• WHAT IS NEEDED
Determine how many lines in the records below contain the string "door". Reply with the number alone.

##### RECORDS SUPPLIED

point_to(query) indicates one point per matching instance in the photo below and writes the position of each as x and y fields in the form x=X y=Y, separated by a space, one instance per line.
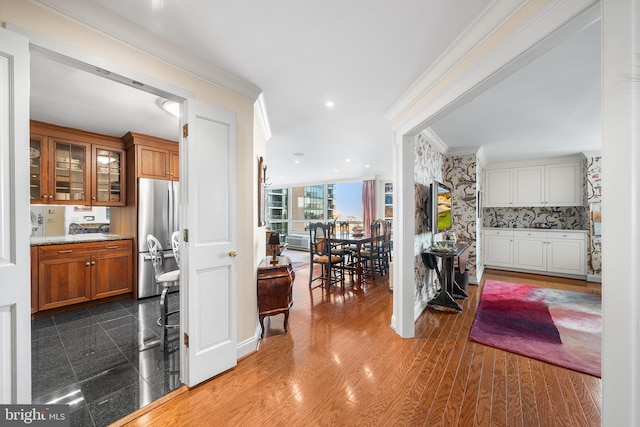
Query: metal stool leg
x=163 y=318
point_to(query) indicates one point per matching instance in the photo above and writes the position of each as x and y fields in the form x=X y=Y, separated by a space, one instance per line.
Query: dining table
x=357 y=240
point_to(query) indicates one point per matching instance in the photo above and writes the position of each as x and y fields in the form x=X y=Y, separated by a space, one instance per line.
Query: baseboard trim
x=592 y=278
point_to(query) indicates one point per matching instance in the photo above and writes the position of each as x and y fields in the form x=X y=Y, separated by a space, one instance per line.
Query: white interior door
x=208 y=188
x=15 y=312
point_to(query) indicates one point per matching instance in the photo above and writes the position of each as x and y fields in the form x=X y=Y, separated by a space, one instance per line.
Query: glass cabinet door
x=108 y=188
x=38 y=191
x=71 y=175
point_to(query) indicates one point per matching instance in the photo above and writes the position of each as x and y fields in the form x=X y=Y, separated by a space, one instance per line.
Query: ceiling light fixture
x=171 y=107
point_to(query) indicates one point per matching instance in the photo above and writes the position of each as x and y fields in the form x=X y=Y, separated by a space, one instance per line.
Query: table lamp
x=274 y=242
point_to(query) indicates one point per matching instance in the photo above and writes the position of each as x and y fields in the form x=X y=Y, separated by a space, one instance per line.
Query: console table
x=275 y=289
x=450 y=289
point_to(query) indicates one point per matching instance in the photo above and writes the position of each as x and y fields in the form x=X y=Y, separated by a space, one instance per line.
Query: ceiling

##########
##### RECORDS SUPPLIED

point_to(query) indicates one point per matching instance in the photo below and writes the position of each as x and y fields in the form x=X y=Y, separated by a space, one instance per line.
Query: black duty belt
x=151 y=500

##########

• TASK RESPONSE
2